Collected data:
━━━

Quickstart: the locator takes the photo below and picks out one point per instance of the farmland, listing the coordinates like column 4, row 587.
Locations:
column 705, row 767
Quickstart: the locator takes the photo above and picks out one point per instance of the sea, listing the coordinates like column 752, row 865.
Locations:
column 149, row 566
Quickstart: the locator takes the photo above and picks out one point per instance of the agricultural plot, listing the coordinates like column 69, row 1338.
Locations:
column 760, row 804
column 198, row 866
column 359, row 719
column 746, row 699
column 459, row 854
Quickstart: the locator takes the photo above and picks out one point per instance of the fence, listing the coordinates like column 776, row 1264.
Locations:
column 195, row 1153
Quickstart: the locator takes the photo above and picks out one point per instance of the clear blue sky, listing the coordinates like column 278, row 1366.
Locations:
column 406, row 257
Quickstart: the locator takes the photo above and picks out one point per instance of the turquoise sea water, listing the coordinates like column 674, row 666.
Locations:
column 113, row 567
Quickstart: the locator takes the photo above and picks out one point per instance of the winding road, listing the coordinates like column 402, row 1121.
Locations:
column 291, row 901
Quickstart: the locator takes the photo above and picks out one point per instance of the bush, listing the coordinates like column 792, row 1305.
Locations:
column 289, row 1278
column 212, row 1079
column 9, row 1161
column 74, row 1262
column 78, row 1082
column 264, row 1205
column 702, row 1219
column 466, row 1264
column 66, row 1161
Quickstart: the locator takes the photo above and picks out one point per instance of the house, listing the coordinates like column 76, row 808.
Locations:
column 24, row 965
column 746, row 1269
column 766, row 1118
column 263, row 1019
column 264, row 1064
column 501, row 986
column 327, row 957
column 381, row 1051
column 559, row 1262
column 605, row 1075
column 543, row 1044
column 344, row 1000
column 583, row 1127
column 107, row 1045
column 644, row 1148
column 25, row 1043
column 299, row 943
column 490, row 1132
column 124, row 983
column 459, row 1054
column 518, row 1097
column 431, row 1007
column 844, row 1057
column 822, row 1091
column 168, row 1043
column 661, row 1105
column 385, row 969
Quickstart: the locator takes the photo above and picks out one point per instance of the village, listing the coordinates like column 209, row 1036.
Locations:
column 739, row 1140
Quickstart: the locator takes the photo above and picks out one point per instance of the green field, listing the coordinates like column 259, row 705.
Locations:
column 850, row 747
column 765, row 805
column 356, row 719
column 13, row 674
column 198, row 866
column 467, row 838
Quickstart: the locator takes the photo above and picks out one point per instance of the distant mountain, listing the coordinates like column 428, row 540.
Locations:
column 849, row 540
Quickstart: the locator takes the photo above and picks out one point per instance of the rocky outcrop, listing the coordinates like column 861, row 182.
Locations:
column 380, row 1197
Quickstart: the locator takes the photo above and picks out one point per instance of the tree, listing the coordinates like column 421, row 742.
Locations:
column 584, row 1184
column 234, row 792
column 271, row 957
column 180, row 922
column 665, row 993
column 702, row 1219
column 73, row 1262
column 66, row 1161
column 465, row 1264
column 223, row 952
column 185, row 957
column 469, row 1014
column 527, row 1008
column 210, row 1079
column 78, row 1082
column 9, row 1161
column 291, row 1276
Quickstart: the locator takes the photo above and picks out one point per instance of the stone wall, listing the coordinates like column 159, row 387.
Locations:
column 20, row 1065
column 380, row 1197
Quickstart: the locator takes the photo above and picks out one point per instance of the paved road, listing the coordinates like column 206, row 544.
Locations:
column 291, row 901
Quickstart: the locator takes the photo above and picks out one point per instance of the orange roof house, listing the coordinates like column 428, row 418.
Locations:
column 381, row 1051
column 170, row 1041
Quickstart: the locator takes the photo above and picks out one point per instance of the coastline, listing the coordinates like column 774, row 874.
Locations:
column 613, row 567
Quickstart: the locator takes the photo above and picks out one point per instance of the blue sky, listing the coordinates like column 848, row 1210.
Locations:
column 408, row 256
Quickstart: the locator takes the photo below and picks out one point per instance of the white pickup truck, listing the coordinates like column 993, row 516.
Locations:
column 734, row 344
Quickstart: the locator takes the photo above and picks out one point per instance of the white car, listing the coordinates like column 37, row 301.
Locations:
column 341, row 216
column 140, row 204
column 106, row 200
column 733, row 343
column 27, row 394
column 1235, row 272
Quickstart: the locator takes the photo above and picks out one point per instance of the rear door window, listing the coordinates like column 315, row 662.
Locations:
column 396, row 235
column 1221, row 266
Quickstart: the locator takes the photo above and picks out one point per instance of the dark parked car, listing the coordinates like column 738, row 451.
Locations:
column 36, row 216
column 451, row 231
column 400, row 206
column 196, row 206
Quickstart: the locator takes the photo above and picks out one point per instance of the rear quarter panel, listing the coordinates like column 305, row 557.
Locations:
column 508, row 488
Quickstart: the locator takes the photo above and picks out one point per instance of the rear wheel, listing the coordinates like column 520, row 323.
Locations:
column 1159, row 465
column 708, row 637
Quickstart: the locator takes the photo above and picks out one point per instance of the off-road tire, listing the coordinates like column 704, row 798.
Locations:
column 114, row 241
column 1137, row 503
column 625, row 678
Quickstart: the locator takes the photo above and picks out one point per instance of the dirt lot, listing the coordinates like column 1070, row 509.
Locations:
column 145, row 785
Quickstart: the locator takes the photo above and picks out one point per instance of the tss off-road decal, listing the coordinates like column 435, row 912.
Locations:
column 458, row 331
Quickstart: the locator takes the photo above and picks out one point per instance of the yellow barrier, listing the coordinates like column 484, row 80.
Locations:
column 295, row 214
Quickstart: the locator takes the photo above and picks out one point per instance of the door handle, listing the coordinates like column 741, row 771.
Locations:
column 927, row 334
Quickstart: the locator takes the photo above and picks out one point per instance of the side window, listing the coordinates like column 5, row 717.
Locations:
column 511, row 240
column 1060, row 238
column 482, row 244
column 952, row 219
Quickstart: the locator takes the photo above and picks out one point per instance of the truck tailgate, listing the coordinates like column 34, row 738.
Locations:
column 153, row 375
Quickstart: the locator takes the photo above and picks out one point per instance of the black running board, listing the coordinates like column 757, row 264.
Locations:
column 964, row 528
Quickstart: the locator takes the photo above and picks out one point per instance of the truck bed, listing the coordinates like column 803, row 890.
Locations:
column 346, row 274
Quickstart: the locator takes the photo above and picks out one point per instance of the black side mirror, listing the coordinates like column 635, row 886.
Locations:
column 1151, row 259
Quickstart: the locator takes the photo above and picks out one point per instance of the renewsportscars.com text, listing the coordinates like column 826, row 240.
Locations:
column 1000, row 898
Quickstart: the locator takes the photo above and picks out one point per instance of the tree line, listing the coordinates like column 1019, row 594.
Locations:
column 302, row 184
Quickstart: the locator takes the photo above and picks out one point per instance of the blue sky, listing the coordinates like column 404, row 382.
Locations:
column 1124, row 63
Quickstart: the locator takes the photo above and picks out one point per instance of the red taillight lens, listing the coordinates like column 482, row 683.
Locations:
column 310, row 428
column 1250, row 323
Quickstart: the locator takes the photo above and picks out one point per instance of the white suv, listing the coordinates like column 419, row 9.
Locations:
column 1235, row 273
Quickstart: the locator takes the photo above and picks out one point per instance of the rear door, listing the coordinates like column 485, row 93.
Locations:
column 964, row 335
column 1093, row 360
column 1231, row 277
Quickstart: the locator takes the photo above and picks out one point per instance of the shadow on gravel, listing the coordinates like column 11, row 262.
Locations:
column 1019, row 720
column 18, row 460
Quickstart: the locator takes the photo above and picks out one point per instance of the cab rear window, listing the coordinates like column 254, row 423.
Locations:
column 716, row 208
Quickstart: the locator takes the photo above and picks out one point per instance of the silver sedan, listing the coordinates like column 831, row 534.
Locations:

━━━

- [WHAT IS EXPECTED]:
Scan the lines above for "635, row 886." and for "485, row 93.". Repeat exactly the line holding each of them and every line in between.

- [ANSWER FOR THIS EXERCISE]:
Quickstart: the locator takes the photo above and picks out one point per instance of the black side mirror, listing the coordinates like column 635, row 886.
Locations:
column 1151, row 259
Quickstart: the locator takes the photo above and picks out one point per instance of the renewsportscars.com text, listing the coordinates like column 826, row 240.
Locations:
column 1000, row 898
Quickstart: the locator takes the photo above and picks out one point per instance of the tree line, listing the coordinates like column 1019, row 594.
Locations:
column 302, row 184
Quickstart: the locator takes the photo above and picks out one point per instance of the blue sky, listing the coordinates like column 404, row 382.
Locations:
column 1124, row 63
Quickstart: the locator takes the photo above and picks out one point per instance of the red taillight lens, listing the coordinates like column 482, row 683.
Locations:
column 310, row 428
column 1250, row 323
Quickstart: the locator takes the photo above and picks out one point per instance of the white suv, listing the coordinates like column 419, row 9.
Locations:
column 1235, row 273
Quickstart: the locator takes the photo above and picks out one point per instance of the rear door, listing the coordinates like column 485, row 93.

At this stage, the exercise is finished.